YOUR INSTRUCTIONS ▸ Gather every line in the items below that contains the word "chair", and copy each one unchanged.

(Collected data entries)
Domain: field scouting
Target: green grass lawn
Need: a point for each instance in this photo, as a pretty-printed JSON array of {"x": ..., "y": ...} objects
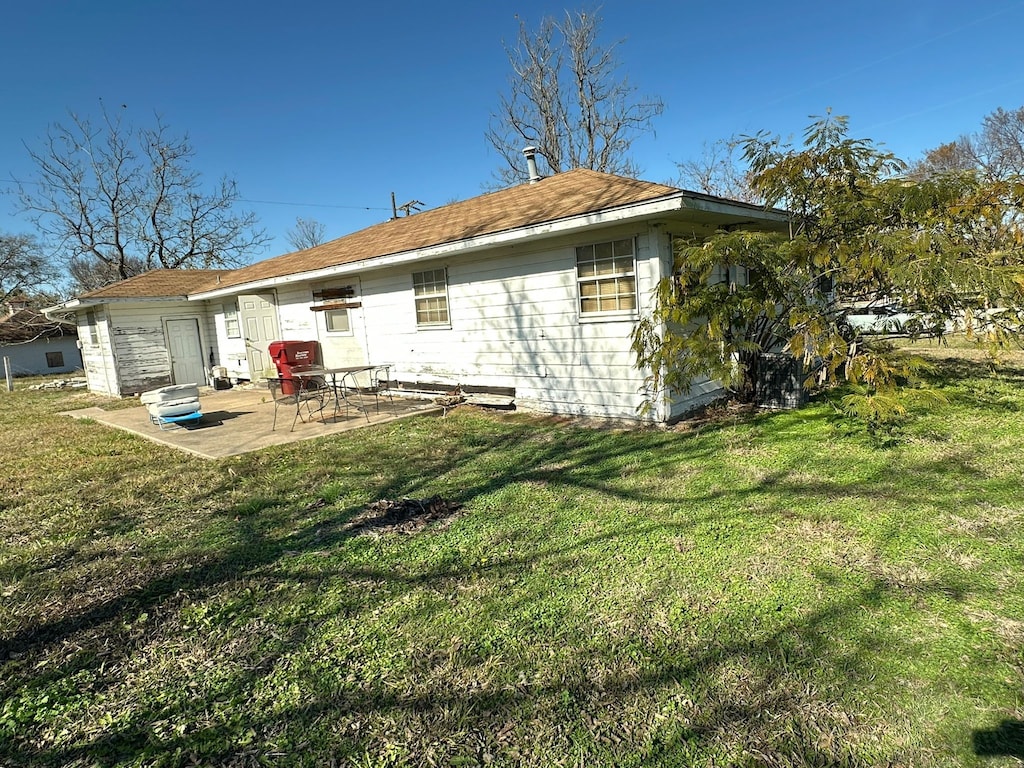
[{"x": 769, "y": 591}]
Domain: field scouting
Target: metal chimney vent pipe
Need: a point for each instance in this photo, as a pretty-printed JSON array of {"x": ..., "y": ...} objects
[{"x": 530, "y": 153}]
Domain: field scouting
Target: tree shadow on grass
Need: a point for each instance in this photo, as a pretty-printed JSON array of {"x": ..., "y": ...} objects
[
  {"x": 1007, "y": 739},
  {"x": 273, "y": 528}
]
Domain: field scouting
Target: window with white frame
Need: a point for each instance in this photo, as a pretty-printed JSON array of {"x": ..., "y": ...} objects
[
  {"x": 232, "y": 329},
  {"x": 430, "y": 290},
  {"x": 337, "y": 322},
  {"x": 606, "y": 274},
  {"x": 87, "y": 331}
]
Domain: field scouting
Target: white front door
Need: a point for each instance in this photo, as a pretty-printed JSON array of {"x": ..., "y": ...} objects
[
  {"x": 259, "y": 318},
  {"x": 186, "y": 351}
]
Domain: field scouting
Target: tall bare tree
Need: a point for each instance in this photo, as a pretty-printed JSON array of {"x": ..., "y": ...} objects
[
  {"x": 118, "y": 200},
  {"x": 996, "y": 151},
  {"x": 719, "y": 171},
  {"x": 306, "y": 233},
  {"x": 566, "y": 97}
]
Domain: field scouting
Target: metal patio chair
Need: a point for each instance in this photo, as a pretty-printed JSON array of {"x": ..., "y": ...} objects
[{"x": 296, "y": 393}]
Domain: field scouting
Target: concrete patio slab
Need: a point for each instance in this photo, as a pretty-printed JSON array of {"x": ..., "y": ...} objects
[{"x": 240, "y": 420}]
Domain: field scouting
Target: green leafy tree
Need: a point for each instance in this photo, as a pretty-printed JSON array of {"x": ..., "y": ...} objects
[{"x": 858, "y": 229}]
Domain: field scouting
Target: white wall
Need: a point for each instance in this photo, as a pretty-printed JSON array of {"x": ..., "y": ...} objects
[
  {"x": 30, "y": 358},
  {"x": 130, "y": 354},
  {"x": 515, "y": 323}
]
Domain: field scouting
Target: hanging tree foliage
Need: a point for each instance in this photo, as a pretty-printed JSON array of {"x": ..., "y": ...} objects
[{"x": 858, "y": 230}]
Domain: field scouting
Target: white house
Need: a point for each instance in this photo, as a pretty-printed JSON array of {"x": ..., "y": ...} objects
[
  {"x": 531, "y": 291},
  {"x": 35, "y": 345}
]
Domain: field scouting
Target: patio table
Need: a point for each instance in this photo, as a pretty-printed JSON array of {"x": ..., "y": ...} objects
[{"x": 342, "y": 381}]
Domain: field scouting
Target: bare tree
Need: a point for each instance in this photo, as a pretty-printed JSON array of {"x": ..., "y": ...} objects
[
  {"x": 119, "y": 201},
  {"x": 996, "y": 151},
  {"x": 24, "y": 267},
  {"x": 718, "y": 172},
  {"x": 565, "y": 97},
  {"x": 306, "y": 233}
]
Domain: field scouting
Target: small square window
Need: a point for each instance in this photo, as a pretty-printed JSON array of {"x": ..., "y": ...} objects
[
  {"x": 231, "y": 326},
  {"x": 337, "y": 321},
  {"x": 606, "y": 275},
  {"x": 430, "y": 290}
]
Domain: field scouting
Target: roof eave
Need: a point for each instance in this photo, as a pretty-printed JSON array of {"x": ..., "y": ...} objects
[{"x": 646, "y": 209}]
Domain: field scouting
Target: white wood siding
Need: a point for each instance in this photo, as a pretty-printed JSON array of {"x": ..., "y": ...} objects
[
  {"x": 138, "y": 343},
  {"x": 97, "y": 356},
  {"x": 30, "y": 358},
  {"x": 515, "y": 323}
]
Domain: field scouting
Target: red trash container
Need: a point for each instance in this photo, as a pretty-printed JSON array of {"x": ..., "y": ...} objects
[{"x": 288, "y": 354}]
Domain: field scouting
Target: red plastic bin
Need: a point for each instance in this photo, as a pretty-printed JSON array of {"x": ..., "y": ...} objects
[{"x": 288, "y": 354}]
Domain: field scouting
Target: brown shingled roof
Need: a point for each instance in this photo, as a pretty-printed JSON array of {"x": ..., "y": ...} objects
[
  {"x": 562, "y": 196},
  {"x": 160, "y": 284}
]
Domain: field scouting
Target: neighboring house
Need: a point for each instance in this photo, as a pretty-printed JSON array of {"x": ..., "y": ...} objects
[
  {"x": 34, "y": 344},
  {"x": 532, "y": 290}
]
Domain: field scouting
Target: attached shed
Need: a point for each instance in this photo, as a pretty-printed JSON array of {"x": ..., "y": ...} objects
[{"x": 143, "y": 333}]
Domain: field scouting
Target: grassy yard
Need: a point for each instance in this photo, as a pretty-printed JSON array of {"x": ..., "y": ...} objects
[{"x": 770, "y": 591}]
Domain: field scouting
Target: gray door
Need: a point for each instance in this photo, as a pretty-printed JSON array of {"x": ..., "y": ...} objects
[
  {"x": 186, "y": 351},
  {"x": 259, "y": 318}
]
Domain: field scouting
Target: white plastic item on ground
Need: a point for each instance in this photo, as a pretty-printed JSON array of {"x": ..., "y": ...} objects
[
  {"x": 174, "y": 408},
  {"x": 172, "y": 393}
]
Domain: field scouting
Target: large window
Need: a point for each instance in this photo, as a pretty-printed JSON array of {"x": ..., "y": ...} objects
[
  {"x": 430, "y": 289},
  {"x": 606, "y": 272},
  {"x": 87, "y": 331},
  {"x": 337, "y": 321},
  {"x": 231, "y": 327}
]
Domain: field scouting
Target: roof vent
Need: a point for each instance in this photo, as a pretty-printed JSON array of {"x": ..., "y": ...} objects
[{"x": 530, "y": 153}]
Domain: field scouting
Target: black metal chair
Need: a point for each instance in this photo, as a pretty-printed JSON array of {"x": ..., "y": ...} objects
[
  {"x": 380, "y": 386},
  {"x": 295, "y": 393}
]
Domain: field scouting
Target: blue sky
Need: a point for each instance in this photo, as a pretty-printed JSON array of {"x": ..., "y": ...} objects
[{"x": 322, "y": 110}]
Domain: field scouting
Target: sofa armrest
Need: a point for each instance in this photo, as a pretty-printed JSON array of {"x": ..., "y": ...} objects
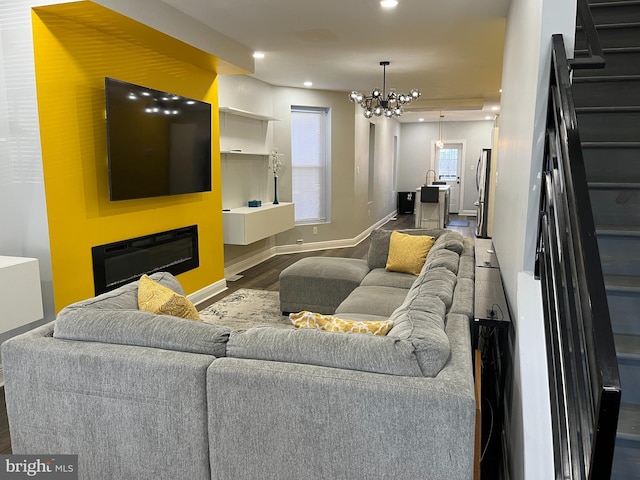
[
  {"x": 276, "y": 420},
  {"x": 128, "y": 412}
]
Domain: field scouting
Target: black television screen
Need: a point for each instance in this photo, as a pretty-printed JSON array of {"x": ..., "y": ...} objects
[{"x": 159, "y": 143}]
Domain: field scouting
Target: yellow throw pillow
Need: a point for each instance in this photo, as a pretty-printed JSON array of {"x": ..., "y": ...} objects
[
  {"x": 407, "y": 253},
  {"x": 330, "y": 323},
  {"x": 156, "y": 298}
]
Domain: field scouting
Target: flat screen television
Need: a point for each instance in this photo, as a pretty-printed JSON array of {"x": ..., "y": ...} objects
[{"x": 158, "y": 143}]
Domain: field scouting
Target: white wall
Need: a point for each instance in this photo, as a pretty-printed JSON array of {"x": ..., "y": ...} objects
[
  {"x": 525, "y": 80},
  {"x": 416, "y": 155},
  {"x": 351, "y": 212}
]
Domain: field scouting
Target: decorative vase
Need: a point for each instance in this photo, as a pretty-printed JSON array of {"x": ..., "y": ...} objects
[{"x": 275, "y": 190}]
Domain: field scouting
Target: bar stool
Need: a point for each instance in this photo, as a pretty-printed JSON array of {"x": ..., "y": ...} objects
[{"x": 430, "y": 206}]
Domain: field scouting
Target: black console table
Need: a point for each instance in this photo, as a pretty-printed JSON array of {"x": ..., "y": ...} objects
[{"x": 489, "y": 334}]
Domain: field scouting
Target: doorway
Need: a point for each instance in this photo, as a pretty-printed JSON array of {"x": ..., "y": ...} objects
[{"x": 447, "y": 163}]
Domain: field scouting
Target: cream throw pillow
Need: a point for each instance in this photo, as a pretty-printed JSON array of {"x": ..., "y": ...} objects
[
  {"x": 330, "y": 323},
  {"x": 407, "y": 253},
  {"x": 156, "y": 298}
]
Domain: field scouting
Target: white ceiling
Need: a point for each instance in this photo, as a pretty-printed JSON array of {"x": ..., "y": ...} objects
[{"x": 451, "y": 50}]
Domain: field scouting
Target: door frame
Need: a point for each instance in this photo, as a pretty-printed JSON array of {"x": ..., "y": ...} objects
[{"x": 432, "y": 166}]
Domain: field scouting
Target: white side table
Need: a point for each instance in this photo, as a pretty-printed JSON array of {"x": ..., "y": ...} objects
[{"x": 20, "y": 293}]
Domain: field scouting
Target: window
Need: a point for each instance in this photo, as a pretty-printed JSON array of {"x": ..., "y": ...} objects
[
  {"x": 310, "y": 164},
  {"x": 448, "y": 158}
]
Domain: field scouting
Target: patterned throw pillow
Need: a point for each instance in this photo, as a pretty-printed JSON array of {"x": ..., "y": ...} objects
[
  {"x": 156, "y": 298},
  {"x": 330, "y": 323},
  {"x": 407, "y": 253}
]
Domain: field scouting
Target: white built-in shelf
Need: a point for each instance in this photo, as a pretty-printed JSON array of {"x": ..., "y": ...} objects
[
  {"x": 246, "y": 225},
  {"x": 247, "y": 114}
]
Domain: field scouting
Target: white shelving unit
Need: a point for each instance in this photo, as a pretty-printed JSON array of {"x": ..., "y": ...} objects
[
  {"x": 247, "y": 114},
  {"x": 243, "y": 132},
  {"x": 246, "y": 225}
]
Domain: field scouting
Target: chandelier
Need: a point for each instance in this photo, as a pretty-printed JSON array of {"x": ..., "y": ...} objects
[
  {"x": 440, "y": 143},
  {"x": 377, "y": 104}
]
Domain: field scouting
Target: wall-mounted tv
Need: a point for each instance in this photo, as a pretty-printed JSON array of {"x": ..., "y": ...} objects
[{"x": 159, "y": 143}]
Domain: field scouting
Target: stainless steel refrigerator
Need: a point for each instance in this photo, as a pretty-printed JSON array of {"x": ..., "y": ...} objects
[{"x": 483, "y": 179}]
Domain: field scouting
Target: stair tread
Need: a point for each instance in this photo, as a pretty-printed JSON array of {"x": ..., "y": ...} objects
[
  {"x": 627, "y": 346},
  {"x": 610, "y": 144},
  {"x": 605, "y": 78},
  {"x": 608, "y": 109},
  {"x": 614, "y": 185},
  {"x": 629, "y": 421},
  {"x": 622, "y": 3},
  {"x": 612, "y": 25},
  {"x": 584, "y": 51},
  {"x": 622, "y": 282},
  {"x": 618, "y": 230}
]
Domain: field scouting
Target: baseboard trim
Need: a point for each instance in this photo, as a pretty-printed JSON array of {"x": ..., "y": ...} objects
[
  {"x": 208, "y": 292},
  {"x": 247, "y": 263}
]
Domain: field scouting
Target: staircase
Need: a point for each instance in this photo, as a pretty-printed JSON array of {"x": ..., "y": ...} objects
[{"x": 608, "y": 110}]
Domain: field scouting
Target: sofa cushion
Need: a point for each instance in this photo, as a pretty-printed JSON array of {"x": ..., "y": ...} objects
[
  {"x": 113, "y": 317},
  {"x": 381, "y": 278},
  {"x": 420, "y": 320},
  {"x": 372, "y": 300},
  {"x": 329, "y": 323},
  {"x": 438, "y": 282},
  {"x": 448, "y": 240},
  {"x": 367, "y": 353},
  {"x": 467, "y": 267},
  {"x": 463, "y": 297},
  {"x": 156, "y": 298},
  {"x": 444, "y": 258},
  {"x": 407, "y": 253},
  {"x": 379, "y": 244}
]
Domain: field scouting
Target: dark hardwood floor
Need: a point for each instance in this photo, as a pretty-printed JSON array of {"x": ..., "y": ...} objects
[{"x": 265, "y": 276}]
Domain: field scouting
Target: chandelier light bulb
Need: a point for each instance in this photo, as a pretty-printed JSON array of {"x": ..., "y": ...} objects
[{"x": 377, "y": 104}]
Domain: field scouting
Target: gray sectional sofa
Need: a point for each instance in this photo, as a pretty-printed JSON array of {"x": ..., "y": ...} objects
[{"x": 144, "y": 396}]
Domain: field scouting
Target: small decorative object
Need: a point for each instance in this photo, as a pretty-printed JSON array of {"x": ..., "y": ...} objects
[{"x": 275, "y": 164}]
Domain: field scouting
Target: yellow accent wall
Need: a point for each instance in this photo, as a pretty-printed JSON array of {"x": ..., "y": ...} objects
[{"x": 77, "y": 45}]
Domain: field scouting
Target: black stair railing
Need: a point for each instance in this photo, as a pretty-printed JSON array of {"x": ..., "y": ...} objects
[{"x": 583, "y": 370}]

EXERCISE SOLUTION ▸
Target: metal patio chair
Target: black metal chair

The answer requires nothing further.